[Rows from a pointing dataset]
[START]

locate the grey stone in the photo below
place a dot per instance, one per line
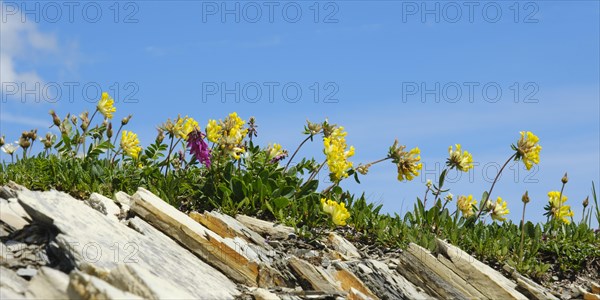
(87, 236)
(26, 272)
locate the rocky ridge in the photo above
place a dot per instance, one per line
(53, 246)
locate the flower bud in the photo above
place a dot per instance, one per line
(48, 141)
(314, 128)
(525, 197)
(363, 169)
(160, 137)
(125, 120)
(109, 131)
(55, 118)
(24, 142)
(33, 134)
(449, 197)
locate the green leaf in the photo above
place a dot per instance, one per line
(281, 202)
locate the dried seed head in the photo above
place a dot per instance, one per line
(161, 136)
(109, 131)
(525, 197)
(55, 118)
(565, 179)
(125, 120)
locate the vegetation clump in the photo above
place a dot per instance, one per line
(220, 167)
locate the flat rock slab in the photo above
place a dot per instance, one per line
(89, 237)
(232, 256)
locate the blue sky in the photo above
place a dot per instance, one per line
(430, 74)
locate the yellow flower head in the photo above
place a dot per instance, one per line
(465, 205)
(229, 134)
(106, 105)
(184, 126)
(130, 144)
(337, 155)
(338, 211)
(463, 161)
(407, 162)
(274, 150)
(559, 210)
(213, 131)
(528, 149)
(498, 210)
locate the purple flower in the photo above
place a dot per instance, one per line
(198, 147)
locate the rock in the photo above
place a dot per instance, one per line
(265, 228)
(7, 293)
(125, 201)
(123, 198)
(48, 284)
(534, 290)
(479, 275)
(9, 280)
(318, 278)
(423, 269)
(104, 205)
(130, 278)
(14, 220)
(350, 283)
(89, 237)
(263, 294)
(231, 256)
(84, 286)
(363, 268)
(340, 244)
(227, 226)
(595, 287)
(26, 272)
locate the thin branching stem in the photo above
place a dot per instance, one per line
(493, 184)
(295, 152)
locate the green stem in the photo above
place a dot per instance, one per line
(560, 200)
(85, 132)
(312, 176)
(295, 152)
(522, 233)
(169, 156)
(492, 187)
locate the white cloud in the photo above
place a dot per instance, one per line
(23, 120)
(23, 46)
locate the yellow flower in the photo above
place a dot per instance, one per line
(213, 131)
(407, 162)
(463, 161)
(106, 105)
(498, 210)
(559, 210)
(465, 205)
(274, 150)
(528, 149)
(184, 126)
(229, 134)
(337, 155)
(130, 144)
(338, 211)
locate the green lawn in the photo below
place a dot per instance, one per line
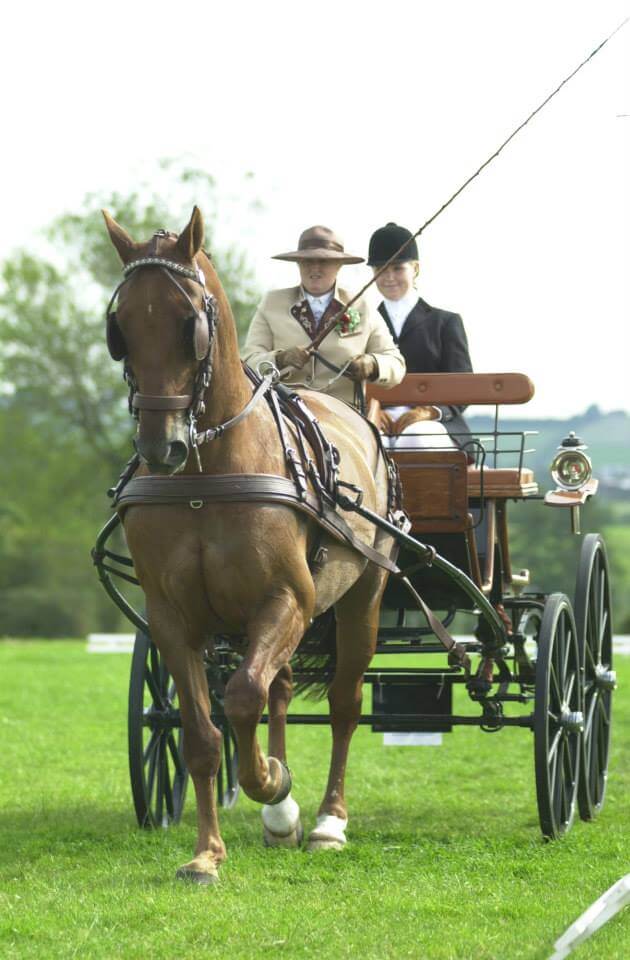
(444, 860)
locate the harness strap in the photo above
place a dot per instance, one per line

[END]

**Exercise details**
Can you pull out every line of the data above, word for word and in order, leaving out the pictures?

**Answer for the task**
locate the grey stone in the photo below
place a dot per instance, one per line
(87, 236)
(26, 272)
locate the rocky ridge in the photo above
place a dot per instance, one per line
(53, 246)
locate the flower bud in the photo above
place a dot per instance, one per line
(48, 141)
(314, 128)
(525, 197)
(363, 169)
(160, 137)
(125, 120)
(109, 131)
(55, 118)
(24, 142)
(33, 134)
(449, 197)
locate the green leaf in the photo above
place a dot per instance, one per line
(281, 202)
locate the dried seed head in the photo above
place a dot per instance, one per line
(161, 136)
(109, 131)
(525, 197)
(55, 118)
(565, 179)
(125, 120)
locate the vegetation clump in the photo above
place a dot per instance, one per line
(220, 167)
locate the flat rock slab in the photo above
place a dot per instance, one per line
(89, 237)
(232, 256)
locate the blue sky in the photo above
place a dot per instance, one per line
(430, 74)
locate the yellow flower head in the photo above
place a dot per instance, one per line
(465, 205)
(229, 134)
(106, 105)
(184, 126)
(130, 144)
(337, 155)
(338, 211)
(463, 161)
(407, 162)
(274, 150)
(559, 210)
(213, 131)
(528, 149)
(498, 210)
locate the purple flower in the photo above
place a dot per instance, one per line
(198, 147)
locate the rock in the photo above
place a dot per instance, one per line
(265, 228)
(7, 293)
(125, 201)
(123, 198)
(48, 284)
(534, 290)
(479, 275)
(9, 280)
(318, 278)
(423, 269)
(104, 205)
(130, 278)
(14, 220)
(350, 283)
(89, 237)
(263, 294)
(231, 256)
(84, 286)
(363, 268)
(340, 244)
(227, 226)
(595, 287)
(26, 272)
locate the thin branching stem in the photo above
place a dot per instance, one per line
(493, 184)
(295, 152)
locate the green stem in the photo above
place a dot per instance, one per line
(560, 200)
(85, 132)
(312, 176)
(295, 152)
(522, 233)
(169, 156)
(492, 187)
locate the white cloud in the photo above
place a dot per instance, one per line
(23, 120)
(23, 46)
locate the yellow flower in the photo above
place a dot per instance, one per line
(213, 131)
(407, 162)
(463, 161)
(106, 105)
(498, 210)
(559, 210)
(465, 205)
(274, 150)
(528, 149)
(184, 126)
(229, 134)
(337, 155)
(130, 144)
(338, 211)
locate the green lawn in the photo below
place a dot per instance, one per line
(444, 860)
locate the harness strap in the photo above
place a dot per instance, one per line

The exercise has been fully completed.